> Document segment
** begin **

Wednesday, April 16, 2014

MetaDirectory: Creating searchable meta directory structures from XML metadata

So what can you do with your movie XML metadata?

I've had this idea for some time and now when I started studying XSLT I needed something concrete to practice it's features.

The idea was that I have files that have some kind of XML metadata information I could automatically create multiple directory structures to navigate to this file.

For instance if I have list of actors, I could go to directory Actors and open any actor directory there and it would show all the movies that actor has made. I could go further into Year subdirectory and I could select only those movies that actor made in particular year.

And it should be highly configurable.
XSLT solves that problem. It isn't the easiest of languages but it's very powerful for this kind of use.

This script creates directory structures and shortcuts to the original file in the end of the directory tree. Original file can be any file type as long as it has accompanying XML metadatafile. It your document is "My document.doc" then the XML file should be named "My Document.doc.xml".

These examples use only movie files and the XML schema is from ImdbPY. See my earlier blog post of fetching these XML files from Imdb.

Because this script only creates new directories it never deletes them. If your metadata changes only way to properly update the directory structure is to build it from scratch. And you have to run the script to update the directories after the metadata changes, of course.

The script has four parameters:
  1. TargetDir  Directory where your metadata directory structure is written
  2. XSLT File  Name of the XSLT file used for formatting the directory structure
  3. SourceDir  Source directory for the document files
  4. XML Static file Static XML file that is used with media XML file for XSLT formatting 

Here's the script and single executable file (compiled with pyInstaller). 


MetaDirectory.py
MetaDirectory.exe


As you can see the script is quite straightforward. The magic happens in XSLT file.

If you have several source directory trees you simply run MetaDirectory many times and use the same target directory. You can also create different XSLT files and Static XML files for each source directory tree. You can for instance combine music, music videos and movies into same target directories so you can have first level directory like Favorite Artists/Elvis Presley that contains all the music and all the movies of Elvis Presley.



The XML Static file can be used for inserting static XML structures. Like for instance you have a directory where all the movies are awful. You can put into your Static file
<own_movierating>Awful</own_movierating>
Another use case is actors. If you put all the actors of all the movies in one directory there will be a lot of actors. You usually want to list only the lead actors or top100. Then you can create in your static file a list of all the actors you find special and in your meta directory you can create a directory where only those actors are.

Here's a example of Static XML file:
StaticData.XML

There will also be the original document file name in the XML schema /data/DocumentFileName. You can use it if you want to name the shortcuts with original file name.

And the most important file is the XSLT file.

** end **

> Short exercise 1
List each line of the listing that contains the string "woman".
The blog post above has nothing to do with the listing that follows.

> Working data
** begin **

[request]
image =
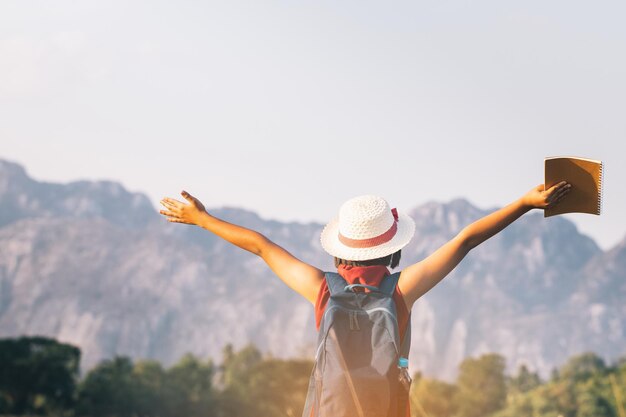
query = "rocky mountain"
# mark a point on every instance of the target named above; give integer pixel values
(95, 265)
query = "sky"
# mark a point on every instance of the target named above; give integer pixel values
(289, 108)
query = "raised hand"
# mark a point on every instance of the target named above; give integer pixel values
(541, 198)
(179, 212)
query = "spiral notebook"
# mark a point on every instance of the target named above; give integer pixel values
(585, 175)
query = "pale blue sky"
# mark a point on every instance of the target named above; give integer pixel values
(290, 108)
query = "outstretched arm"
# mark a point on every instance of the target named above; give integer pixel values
(299, 276)
(419, 278)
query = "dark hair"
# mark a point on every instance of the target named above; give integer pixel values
(390, 260)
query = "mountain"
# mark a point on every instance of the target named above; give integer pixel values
(95, 265)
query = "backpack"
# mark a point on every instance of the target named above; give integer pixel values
(356, 370)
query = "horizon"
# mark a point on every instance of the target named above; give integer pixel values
(291, 109)
(320, 223)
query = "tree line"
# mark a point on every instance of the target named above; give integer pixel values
(40, 376)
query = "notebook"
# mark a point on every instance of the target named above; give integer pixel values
(585, 175)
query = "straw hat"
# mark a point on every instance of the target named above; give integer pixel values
(367, 228)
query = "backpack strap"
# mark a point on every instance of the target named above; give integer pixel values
(336, 283)
(406, 343)
(388, 284)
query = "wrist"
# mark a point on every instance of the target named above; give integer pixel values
(202, 219)
(526, 203)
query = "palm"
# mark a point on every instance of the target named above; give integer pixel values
(179, 212)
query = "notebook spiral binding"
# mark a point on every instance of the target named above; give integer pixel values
(600, 175)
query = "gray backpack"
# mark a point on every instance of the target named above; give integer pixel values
(356, 370)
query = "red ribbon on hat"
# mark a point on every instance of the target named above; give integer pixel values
(373, 241)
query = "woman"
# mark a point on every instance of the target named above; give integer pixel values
(365, 239)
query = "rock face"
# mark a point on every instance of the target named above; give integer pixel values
(94, 265)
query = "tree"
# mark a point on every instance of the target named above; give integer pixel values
(188, 388)
(109, 390)
(38, 375)
(582, 367)
(432, 398)
(254, 386)
(524, 381)
(481, 386)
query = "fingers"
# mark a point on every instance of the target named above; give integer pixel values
(188, 196)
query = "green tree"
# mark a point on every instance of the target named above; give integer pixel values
(432, 398)
(188, 388)
(582, 367)
(262, 387)
(38, 375)
(524, 381)
(481, 386)
(109, 389)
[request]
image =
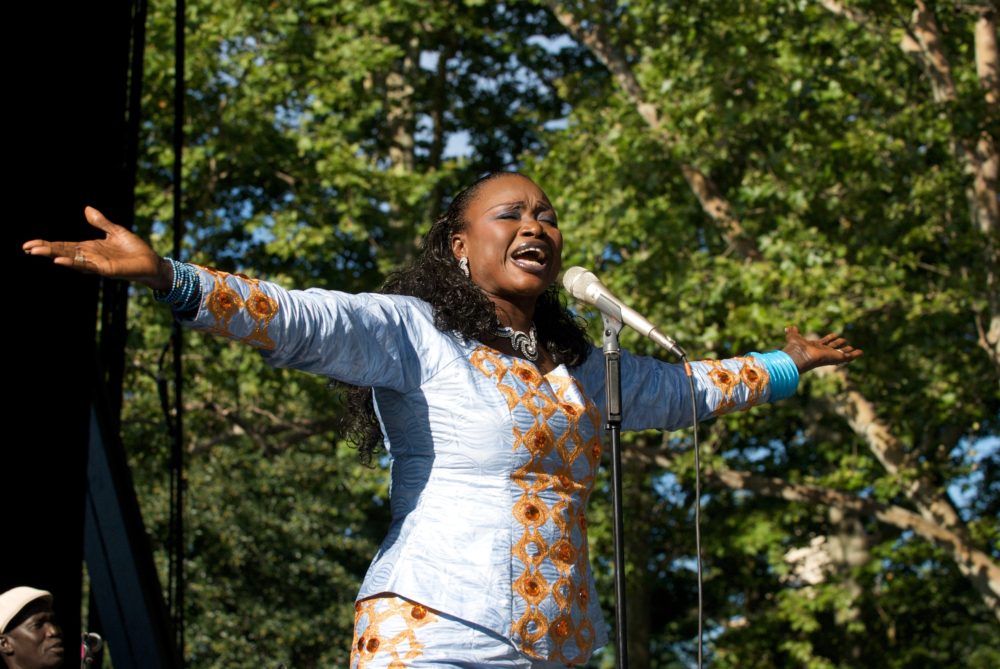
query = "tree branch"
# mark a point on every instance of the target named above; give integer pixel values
(972, 562)
(715, 206)
(923, 40)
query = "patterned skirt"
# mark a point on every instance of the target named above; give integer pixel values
(392, 633)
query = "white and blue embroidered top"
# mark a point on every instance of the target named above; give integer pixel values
(492, 461)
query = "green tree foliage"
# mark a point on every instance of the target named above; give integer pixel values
(729, 167)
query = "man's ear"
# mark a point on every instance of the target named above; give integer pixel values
(458, 245)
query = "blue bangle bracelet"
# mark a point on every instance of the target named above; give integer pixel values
(782, 371)
(185, 294)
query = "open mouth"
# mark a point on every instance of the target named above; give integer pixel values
(532, 256)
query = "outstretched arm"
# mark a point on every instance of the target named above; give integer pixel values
(120, 255)
(812, 353)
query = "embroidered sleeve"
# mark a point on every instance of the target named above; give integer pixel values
(655, 394)
(362, 339)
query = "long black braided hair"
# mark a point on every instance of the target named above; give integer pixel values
(461, 306)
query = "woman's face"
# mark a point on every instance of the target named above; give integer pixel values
(511, 239)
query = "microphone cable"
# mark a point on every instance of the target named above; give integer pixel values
(697, 503)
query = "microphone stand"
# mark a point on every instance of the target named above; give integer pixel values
(613, 404)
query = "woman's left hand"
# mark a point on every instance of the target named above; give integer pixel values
(812, 353)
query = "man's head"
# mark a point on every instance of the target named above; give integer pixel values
(29, 635)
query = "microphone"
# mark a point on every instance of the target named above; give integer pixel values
(586, 287)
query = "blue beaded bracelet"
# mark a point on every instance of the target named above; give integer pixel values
(782, 371)
(185, 292)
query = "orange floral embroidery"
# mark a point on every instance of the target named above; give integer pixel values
(392, 612)
(548, 473)
(752, 375)
(224, 302)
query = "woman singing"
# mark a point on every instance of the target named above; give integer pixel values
(488, 398)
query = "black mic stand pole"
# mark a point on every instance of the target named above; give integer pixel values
(613, 402)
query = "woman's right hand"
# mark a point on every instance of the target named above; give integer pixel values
(120, 255)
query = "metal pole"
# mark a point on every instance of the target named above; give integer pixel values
(612, 388)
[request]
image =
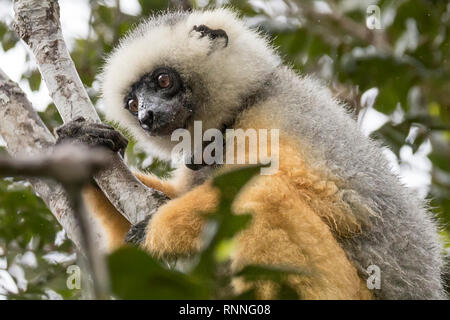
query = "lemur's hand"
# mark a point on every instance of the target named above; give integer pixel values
(137, 233)
(91, 134)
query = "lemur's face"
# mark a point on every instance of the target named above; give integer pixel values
(160, 101)
(179, 68)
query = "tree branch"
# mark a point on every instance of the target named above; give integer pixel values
(73, 167)
(26, 135)
(37, 23)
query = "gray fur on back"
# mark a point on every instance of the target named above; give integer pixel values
(401, 238)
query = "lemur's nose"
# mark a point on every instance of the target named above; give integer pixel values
(146, 120)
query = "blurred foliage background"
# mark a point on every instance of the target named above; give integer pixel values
(391, 67)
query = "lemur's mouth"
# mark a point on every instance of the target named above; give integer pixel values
(163, 119)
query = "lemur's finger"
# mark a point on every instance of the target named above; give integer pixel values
(137, 233)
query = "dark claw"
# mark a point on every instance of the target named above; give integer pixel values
(91, 134)
(137, 233)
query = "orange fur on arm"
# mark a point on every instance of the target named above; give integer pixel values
(114, 224)
(175, 228)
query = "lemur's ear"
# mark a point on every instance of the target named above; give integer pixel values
(218, 37)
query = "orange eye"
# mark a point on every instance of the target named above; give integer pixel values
(164, 80)
(133, 105)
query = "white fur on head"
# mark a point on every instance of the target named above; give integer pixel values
(228, 73)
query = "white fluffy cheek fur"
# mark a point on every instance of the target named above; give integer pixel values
(229, 72)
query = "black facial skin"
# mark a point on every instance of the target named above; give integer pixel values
(160, 109)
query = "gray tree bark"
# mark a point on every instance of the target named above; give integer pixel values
(26, 135)
(37, 23)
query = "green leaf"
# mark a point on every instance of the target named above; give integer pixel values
(136, 275)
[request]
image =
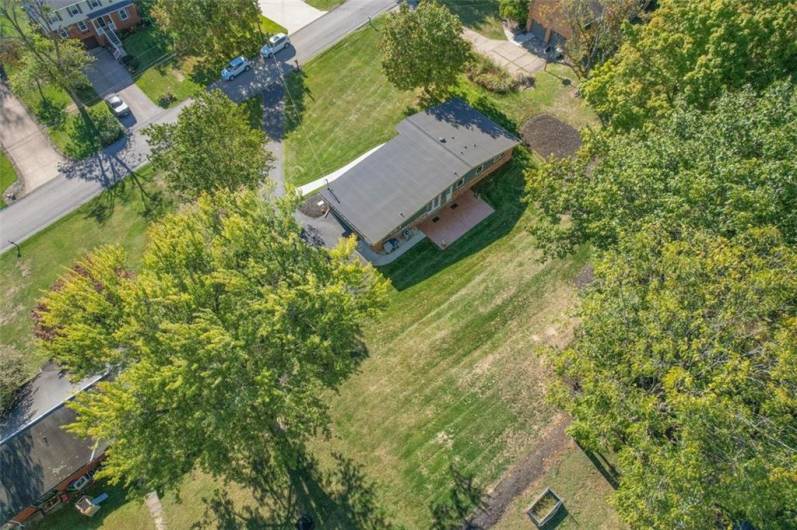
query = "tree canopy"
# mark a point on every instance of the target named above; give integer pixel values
(211, 147)
(423, 48)
(693, 50)
(213, 30)
(224, 341)
(722, 170)
(685, 364)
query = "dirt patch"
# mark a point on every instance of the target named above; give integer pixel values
(311, 207)
(548, 136)
(525, 473)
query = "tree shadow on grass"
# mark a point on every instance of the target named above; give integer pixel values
(295, 96)
(504, 191)
(338, 498)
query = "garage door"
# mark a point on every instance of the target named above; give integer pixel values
(538, 30)
(90, 42)
(557, 41)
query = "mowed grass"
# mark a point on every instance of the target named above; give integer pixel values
(454, 377)
(341, 105)
(7, 176)
(479, 15)
(584, 492)
(46, 255)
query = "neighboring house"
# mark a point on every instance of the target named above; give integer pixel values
(420, 180)
(548, 23)
(39, 460)
(95, 22)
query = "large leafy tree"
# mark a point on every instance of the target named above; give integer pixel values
(210, 29)
(212, 146)
(47, 56)
(723, 170)
(685, 365)
(693, 50)
(224, 342)
(423, 48)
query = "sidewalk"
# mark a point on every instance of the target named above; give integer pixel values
(34, 157)
(517, 59)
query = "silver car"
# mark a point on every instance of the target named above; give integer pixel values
(275, 44)
(117, 105)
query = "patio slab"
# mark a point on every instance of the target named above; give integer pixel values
(455, 219)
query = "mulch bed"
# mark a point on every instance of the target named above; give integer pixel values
(311, 208)
(548, 136)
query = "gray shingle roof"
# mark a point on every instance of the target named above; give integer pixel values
(38, 458)
(433, 150)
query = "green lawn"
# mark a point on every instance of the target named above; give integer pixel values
(454, 374)
(479, 15)
(583, 490)
(331, 119)
(7, 176)
(269, 27)
(48, 253)
(163, 78)
(325, 5)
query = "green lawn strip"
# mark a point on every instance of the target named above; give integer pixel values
(341, 105)
(46, 255)
(118, 511)
(479, 15)
(338, 107)
(584, 491)
(269, 27)
(7, 176)
(325, 5)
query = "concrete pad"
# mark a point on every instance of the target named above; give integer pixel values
(291, 14)
(34, 157)
(108, 76)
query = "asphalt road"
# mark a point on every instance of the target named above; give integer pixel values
(79, 182)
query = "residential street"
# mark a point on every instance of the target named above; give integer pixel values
(79, 182)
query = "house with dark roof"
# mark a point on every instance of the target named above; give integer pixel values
(41, 464)
(94, 22)
(422, 178)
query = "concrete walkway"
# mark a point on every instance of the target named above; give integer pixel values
(517, 59)
(290, 14)
(319, 183)
(28, 147)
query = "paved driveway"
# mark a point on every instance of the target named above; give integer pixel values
(28, 147)
(291, 14)
(109, 76)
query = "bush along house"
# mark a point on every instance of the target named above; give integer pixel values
(421, 180)
(94, 22)
(42, 466)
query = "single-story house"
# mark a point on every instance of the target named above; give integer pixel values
(42, 465)
(422, 178)
(548, 23)
(94, 22)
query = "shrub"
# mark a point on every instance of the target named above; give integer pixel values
(515, 10)
(166, 100)
(493, 77)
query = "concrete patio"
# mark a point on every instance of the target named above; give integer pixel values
(455, 219)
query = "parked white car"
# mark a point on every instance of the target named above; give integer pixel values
(117, 106)
(235, 67)
(275, 44)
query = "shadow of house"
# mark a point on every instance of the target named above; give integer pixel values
(38, 464)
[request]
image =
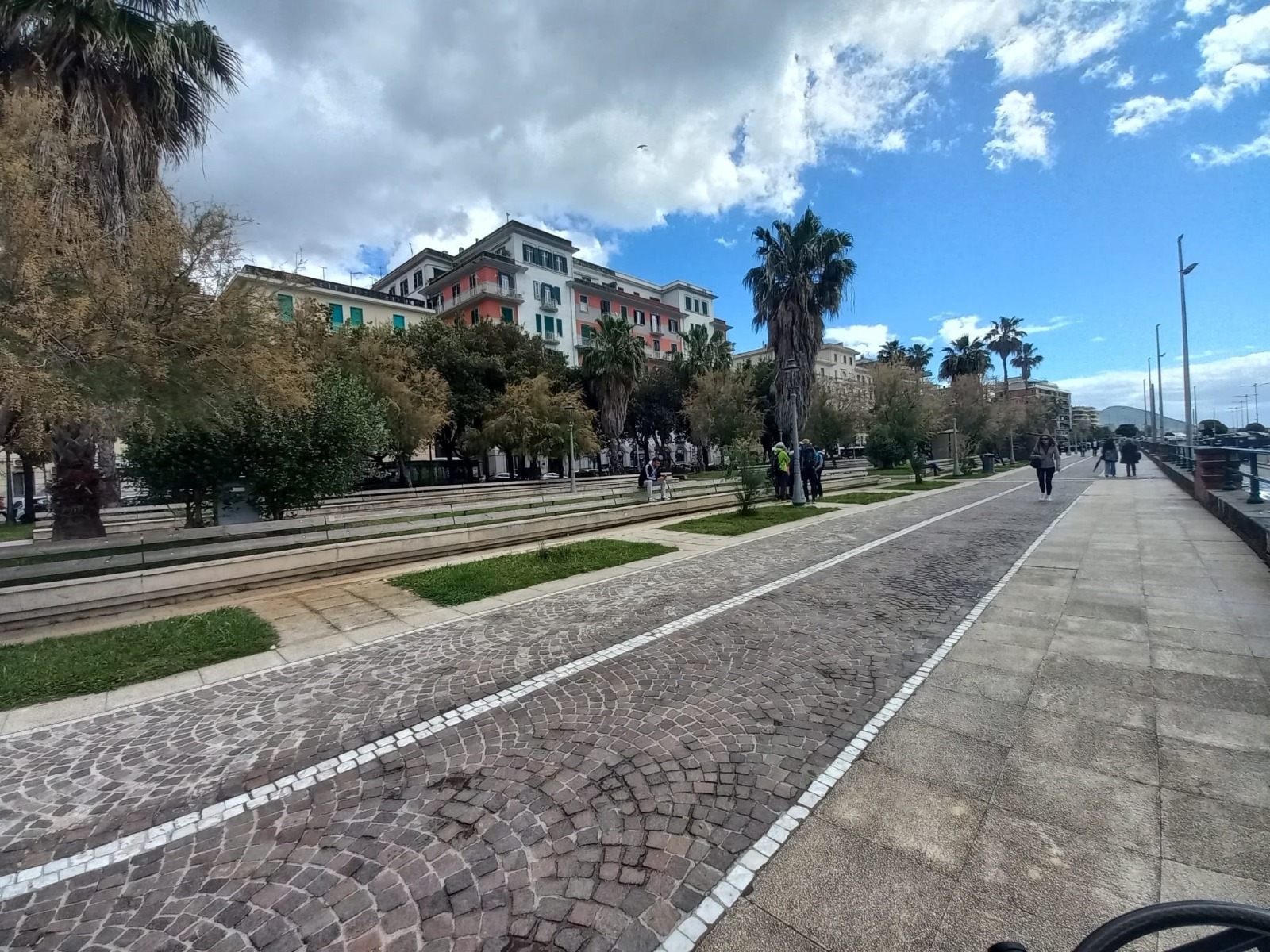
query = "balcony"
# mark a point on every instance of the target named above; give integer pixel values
(484, 289)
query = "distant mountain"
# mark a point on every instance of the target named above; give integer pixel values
(1114, 416)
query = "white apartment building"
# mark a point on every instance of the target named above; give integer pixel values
(526, 276)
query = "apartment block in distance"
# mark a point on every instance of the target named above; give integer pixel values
(533, 278)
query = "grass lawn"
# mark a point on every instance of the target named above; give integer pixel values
(468, 582)
(10, 532)
(738, 524)
(102, 660)
(864, 498)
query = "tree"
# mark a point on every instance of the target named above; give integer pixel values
(613, 363)
(137, 79)
(102, 328)
(905, 416)
(531, 419)
(1026, 361)
(294, 459)
(187, 463)
(964, 355)
(1005, 340)
(722, 410)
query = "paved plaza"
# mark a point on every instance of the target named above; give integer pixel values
(610, 765)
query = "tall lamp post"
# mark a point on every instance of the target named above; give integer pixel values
(791, 381)
(1183, 271)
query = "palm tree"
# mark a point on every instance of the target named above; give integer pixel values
(1005, 340)
(800, 278)
(1026, 361)
(893, 352)
(964, 355)
(137, 78)
(918, 357)
(611, 363)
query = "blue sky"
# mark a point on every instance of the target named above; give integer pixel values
(1026, 158)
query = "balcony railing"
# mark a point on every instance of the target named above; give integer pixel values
(484, 289)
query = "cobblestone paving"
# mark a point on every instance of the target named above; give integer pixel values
(588, 816)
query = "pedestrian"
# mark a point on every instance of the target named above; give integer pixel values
(1130, 456)
(1106, 456)
(1045, 459)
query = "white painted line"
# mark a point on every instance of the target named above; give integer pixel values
(38, 876)
(743, 871)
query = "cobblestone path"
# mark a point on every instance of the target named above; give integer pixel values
(590, 814)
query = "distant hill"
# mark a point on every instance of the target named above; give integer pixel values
(1114, 416)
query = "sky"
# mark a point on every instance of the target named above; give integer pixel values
(991, 158)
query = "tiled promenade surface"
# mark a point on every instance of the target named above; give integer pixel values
(1098, 742)
(638, 735)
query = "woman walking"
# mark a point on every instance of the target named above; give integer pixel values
(1106, 456)
(1045, 459)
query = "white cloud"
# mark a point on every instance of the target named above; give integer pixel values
(865, 338)
(1214, 155)
(1022, 132)
(329, 150)
(1217, 384)
(1236, 60)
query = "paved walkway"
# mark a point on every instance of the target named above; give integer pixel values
(590, 770)
(1098, 742)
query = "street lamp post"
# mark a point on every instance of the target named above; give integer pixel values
(1183, 271)
(797, 497)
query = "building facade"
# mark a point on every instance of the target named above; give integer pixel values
(533, 278)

** end **

> Short exercise 2
According to the MetaDirectory post, why must the directory structure be rebuilt from scratch when the metadata changes?

> Task result 1
query = "woman"
query = "woman's face"
query = "woman's left hand"
query = "woman singing"
query = "woman's right hand"
query = "woman walking"

> Task result 2
The script only creates new directories and never deletes them. Because of this, the only way to properly update the structure after the metadata changes is to build it again from scratch.